::: Exercise input

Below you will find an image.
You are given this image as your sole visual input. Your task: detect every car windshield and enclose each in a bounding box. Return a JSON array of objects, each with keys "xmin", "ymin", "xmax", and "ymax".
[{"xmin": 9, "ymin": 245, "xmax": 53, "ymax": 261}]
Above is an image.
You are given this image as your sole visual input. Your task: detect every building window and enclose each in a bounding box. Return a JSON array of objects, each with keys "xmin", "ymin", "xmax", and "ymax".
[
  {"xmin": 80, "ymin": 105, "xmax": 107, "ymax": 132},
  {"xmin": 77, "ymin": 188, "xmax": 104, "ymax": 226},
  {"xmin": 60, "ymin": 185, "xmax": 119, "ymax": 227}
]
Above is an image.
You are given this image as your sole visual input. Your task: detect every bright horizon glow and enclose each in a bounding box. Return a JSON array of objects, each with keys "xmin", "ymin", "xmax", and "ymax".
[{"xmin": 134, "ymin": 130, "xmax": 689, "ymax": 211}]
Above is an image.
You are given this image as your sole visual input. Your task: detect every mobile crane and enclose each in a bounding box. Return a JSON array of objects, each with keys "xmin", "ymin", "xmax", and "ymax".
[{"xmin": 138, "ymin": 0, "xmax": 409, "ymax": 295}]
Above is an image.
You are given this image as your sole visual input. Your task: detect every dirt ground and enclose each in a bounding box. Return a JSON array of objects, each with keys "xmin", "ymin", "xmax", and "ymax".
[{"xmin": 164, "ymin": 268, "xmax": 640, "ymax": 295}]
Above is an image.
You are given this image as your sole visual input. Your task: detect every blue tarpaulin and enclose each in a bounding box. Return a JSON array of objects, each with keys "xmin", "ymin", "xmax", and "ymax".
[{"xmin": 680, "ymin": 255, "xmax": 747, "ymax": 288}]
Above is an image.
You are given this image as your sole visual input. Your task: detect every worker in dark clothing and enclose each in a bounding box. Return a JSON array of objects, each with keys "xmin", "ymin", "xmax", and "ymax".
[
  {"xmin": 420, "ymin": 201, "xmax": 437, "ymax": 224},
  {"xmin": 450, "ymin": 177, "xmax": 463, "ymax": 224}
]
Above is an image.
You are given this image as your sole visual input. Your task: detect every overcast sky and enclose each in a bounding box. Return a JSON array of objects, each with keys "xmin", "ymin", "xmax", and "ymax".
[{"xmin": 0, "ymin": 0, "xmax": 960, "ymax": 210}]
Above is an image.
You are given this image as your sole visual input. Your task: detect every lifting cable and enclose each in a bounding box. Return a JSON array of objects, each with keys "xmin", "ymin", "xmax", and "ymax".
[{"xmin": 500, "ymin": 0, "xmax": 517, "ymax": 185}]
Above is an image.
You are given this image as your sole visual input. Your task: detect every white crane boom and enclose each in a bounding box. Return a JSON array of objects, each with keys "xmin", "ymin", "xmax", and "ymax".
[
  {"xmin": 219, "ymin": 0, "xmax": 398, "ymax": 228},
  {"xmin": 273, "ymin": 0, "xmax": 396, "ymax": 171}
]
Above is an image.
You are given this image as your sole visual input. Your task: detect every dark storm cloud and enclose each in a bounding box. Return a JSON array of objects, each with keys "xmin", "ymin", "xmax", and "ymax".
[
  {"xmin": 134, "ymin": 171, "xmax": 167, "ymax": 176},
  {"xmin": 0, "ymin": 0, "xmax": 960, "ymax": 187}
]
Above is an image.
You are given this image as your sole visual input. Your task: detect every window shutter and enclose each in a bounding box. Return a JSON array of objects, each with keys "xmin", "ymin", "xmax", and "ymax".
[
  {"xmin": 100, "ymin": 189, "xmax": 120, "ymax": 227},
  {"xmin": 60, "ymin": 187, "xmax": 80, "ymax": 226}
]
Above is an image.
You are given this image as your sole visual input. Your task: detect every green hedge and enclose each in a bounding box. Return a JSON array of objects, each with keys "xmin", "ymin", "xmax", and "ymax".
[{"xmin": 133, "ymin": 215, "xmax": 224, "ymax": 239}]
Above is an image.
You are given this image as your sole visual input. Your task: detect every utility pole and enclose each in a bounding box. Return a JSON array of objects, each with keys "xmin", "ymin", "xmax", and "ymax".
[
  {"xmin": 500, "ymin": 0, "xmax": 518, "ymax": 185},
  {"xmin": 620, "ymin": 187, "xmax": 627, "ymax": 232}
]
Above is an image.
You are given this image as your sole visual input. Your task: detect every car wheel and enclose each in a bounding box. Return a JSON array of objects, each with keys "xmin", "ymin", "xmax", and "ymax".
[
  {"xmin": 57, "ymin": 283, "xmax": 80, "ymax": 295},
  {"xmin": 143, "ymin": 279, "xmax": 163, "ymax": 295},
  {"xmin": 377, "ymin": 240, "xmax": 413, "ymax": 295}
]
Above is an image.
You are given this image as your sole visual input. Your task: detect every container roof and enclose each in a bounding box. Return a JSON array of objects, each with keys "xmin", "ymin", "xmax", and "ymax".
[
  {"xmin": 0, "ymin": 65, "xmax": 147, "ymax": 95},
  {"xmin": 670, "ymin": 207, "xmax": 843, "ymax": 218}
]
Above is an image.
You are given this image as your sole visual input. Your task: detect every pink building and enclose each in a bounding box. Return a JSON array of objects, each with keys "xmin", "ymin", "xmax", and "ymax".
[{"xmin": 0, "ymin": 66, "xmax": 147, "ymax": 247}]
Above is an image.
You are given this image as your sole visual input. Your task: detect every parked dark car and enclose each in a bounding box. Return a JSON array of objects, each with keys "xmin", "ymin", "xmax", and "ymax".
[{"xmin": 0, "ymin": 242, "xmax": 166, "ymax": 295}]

::::::

The task: Copy each line of the data above without altering a single character.

Written answer:
Below you will find an image.
You are given this image as your sole visual input. Your task: detect every car windshield and enclose each in a bounding box. Return a JSON array of objects, each with keys "xmin", "ymin", "xmax", and "ymax".
[{"xmin": 9, "ymin": 245, "xmax": 53, "ymax": 261}]
Above is an image.
You are given this image as your sole visual input. Your task: detect every building window and enclose each in a bounding box. Return a JSON array of objects, each with keys "xmin", "ymin", "xmax", and "ymax".
[
  {"xmin": 80, "ymin": 105, "xmax": 107, "ymax": 132},
  {"xmin": 77, "ymin": 188, "xmax": 104, "ymax": 226},
  {"xmin": 60, "ymin": 185, "xmax": 119, "ymax": 227}
]
Above is an image.
You are given this image as your sole visual input. Your task: detect every bright horizon glow and enclose each in a bounding box. Return a JSON array of objects, each with keys "xmin", "ymin", "xmax", and "ymax".
[{"xmin": 134, "ymin": 130, "xmax": 689, "ymax": 211}]
Above is an image.
You are given this image as your sole visual input. Your task: detect every mobile crane and enclose each in a bounding box. Return a JSON array of objects, each with keys "xmin", "ymin", "xmax", and "ymax".
[{"xmin": 138, "ymin": 0, "xmax": 409, "ymax": 295}]
Above is an image.
You are given this image as your sole visual input. Your task: detect every dirt ground and enclose each in a bounding box. Return a JSON array of objects, each with keys "xmin", "ymin", "xmax", and "ymax".
[{"xmin": 164, "ymin": 268, "xmax": 640, "ymax": 295}]
Above is an image.
You are given this image as your sole visual input. Your task: detect every blue tarpaulin and enclose each in a bounding box. Return a JSON array of objects, each with keys "xmin", "ymin", "xmax", and "ymax".
[{"xmin": 680, "ymin": 255, "xmax": 747, "ymax": 288}]
Above is an image.
You are given this image as your sole visual input. Your task: detect every worker in dark clothing and enclose each in a bounding box. Return a JSON array of objects, each with keys "xmin", "ymin", "xmax", and "ymax".
[
  {"xmin": 420, "ymin": 201, "xmax": 437, "ymax": 224},
  {"xmin": 450, "ymin": 177, "xmax": 463, "ymax": 224}
]
Above is an image.
You are given this image as your sole visual input. Your task: detect every overcast sky and enclose each in a bounding box. Return a JSON array of objects, each with keys "xmin", "ymin", "xmax", and "ymax".
[{"xmin": 0, "ymin": 0, "xmax": 960, "ymax": 210}]
Above is an image.
You are given this image as your sole visual input. Your task: detect every lifting cable and enclose each in a bounding box. Return a JSON array of objects, each with keys "xmin", "ymin", "xmax", and "ymax".
[{"xmin": 500, "ymin": 0, "xmax": 517, "ymax": 185}]
Above is an image.
You are given this image as your sole visual input. Your task: detect every white crane boom and enclose each in a bounding box. Return a JSON array of objects, each with keys "xmin", "ymin", "xmax", and "ymax".
[
  {"xmin": 219, "ymin": 0, "xmax": 398, "ymax": 228},
  {"xmin": 273, "ymin": 0, "xmax": 396, "ymax": 171}
]
Above is an image.
You are given this image as your sole visual input. Your task: detect every dark storm cloud and enclose each in a bounding box. Return a JSON array of objects, each with keys "xmin", "ymin", "xmax", and "ymax".
[
  {"xmin": 134, "ymin": 171, "xmax": 167, "ymax": 176},
  {"xmin": 0, "ymin": 0, "xmax": 960, "ymax": 187}
]
Above is an image.
You are given this image as your sole visual input. Your task: detect every window shutter and enclose each in a bounding box. Return a JSON array of objects, each with keys "xmin", "ymin", "xmax", and "ymax".
[
  {"xmin": 100, "ymin": 189, "xmax": 120, "ymax": 227},
  {"xmin": 60, "ymin": 187, "xmax": 80, "ymax": 226}
]
Above is an image.
You are given this image as your sole visual input. Your task: detect every green hedge and enclose each in a bounding box. Return a JSON array of objects, each with keys "xmin", "ymin", "xmax", and "ymax".
[{"xmin": 133, "ymin": 215, "xmax": 224, "ymax": 239}]
Above is an image.
You are given this image as your sole visual input. Your task: detect every utility pole and enclose each in a bounding box. Return a JSON array of objects, each with keys "xmin", "ymin", "xmax", and "ymax".
[
  {"xmin": 500, "ymin": 0, "xmax": 518, "ymax": 185},
  {"xmin": 620, "ymin": 187, "xmax": 627, "ymax": 232}
]
Above is an image.
You are given this image as your sole visual input. Your task: detect every car wheel and enclose each in a bounding box. Return a JSON array of objects, each with keys "xmin", "ymin", "xmax", and "ymax".
[
  {"xmin": 57, "ymin": 283, "xmax": 80, "ymax": 295},
  {"xmin": 143, "ymin": 279, "xmax": 163, "ymax": 295},
  {"xmin": 377, "ymin": 240, "xmax": 413, "ymax": 295}
]
Above is an image.
You are given this image as your sole visual input. Your task: detect every container roof and enclose each in a bounding box. Return a JSON array of objects, each with keys "xmin", "ymin", "xmax", and "ymax".
[
  {"xmin": 0, "ymin": 65, "xmax": 147, "ymax": 95},
  {"xmin": 670, "ymin": 207, "xmax": 843, "ymax": 218}
]
Above is an image.
You are given this image as your sole visual input. Your task: detect every pink building and enclose each in a bounding box. Return a JSON array of objects, each with keys "xmin", "ymin", "xmax", and "ymax".
[{"xmin": 0, "ymin": 66, "xmax": 147, "ymax": 247}]
Above is an image.
You are given this image as your sole visual input. Your task: detect every parked dark car and enclose each in a bounding box. Return a JSON array of objects, each with keys "xmin", "ymin", "xmax", and "ymax".
[{"xmin": 0, "ymin": 242, "xmax": 166, "ymax": 295}]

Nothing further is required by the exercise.